╭─ DATA TO PROCESS
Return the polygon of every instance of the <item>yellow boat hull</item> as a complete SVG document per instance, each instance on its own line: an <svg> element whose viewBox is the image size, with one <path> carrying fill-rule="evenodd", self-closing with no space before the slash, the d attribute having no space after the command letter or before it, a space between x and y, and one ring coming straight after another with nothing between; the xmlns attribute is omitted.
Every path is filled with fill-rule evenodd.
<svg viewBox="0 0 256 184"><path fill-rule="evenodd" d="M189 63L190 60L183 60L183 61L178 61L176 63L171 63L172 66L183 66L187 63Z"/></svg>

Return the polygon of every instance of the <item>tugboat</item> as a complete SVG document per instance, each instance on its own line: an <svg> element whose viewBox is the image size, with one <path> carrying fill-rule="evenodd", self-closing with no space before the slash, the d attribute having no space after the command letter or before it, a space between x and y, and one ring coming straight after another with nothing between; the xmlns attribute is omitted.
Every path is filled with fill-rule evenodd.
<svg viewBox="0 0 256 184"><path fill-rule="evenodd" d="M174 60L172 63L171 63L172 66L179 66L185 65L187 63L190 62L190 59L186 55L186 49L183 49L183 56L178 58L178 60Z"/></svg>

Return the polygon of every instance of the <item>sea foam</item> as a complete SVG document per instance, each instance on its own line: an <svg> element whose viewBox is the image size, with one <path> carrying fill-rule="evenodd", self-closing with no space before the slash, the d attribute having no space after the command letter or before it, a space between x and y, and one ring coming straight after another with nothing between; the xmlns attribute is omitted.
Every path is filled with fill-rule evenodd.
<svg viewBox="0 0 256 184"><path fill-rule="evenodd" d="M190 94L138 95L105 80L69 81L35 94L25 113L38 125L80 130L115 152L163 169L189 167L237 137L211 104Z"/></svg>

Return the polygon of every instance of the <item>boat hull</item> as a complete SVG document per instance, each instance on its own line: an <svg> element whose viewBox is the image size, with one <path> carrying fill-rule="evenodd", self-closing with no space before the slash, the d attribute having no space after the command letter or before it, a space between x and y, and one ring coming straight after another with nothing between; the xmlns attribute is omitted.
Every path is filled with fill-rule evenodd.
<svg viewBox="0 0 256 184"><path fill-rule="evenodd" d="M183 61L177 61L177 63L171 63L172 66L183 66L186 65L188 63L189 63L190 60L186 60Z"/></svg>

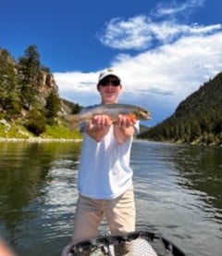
╰─
** WHAT YOU HAVE TO DO **
Write out, character for character, the stretch of the material above from the line containing "Return the polygon of every instance of the <item>tugboat</item>" through the line containing "60L172 63L171 63L172", including both of those lines and nothing else.

** RESULT **
Return the polygon of every instance of the <item>tugboat</item> as a complete SVG document per instance, each instance on its own line: an <svg> element whose viewBox is the image size, with one <path> carrying fill-rule="evenodd", self-closing with no space before the slash, the d attribute having no space after the command letter or before it, a space between x and y, and one ring coming straight after another with nothing between; the xmlns attribute is omitted.
Every path is filled with fill-rule evenodd.
<svg viewBox="0 0 256 184"><path fill-rule="evenodd" d="M174 60L172 63L171 63L172 66L179 66L185 65L187 63L190 62L190 59L186 55L186 49L183 49L183 56L178 58L178 60Z"/></svg>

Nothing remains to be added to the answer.